INPUT FOR THIS TASK: Begin
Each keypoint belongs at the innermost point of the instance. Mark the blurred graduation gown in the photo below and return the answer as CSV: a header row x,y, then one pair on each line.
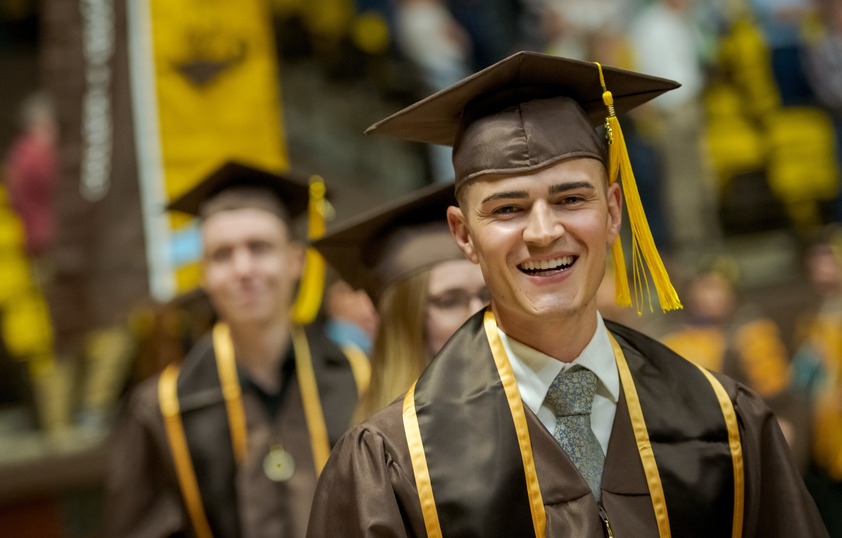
x,y
372,466
144,498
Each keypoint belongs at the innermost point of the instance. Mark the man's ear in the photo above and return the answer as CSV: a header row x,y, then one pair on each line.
x,y
460,232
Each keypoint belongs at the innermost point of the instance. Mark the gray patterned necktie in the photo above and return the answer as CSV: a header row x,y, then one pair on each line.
x,y
571,397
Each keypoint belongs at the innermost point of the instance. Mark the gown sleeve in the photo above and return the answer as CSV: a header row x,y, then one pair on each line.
x,y
142,499
777,501
365,491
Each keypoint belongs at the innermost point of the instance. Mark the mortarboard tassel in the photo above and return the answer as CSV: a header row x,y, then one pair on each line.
x,y
643,246
310,291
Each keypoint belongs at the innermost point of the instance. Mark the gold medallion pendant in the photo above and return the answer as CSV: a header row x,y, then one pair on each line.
x,y
278,464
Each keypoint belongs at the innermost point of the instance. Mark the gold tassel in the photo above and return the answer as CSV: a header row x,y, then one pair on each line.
x,y
310,291
644,253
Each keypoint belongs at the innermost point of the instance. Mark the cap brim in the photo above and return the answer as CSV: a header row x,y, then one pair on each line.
x,y
436,119
344,247
292,190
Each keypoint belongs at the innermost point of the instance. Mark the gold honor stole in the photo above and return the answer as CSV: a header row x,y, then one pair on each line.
x,y
229,384
466,480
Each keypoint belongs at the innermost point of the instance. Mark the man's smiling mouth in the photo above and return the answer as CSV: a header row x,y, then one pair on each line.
x,y
547,267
INPUT FOR THIS TASK: End
Using the material above, print word for word the lines from the one holding "the man's smiling" through the last line.

Each keypoint belongs at the innermost point of the instance. Mark the man's smiling mouth in the photo above and return the answer as CSV: a header row x,y, then one pair on each line.
x,y
547,267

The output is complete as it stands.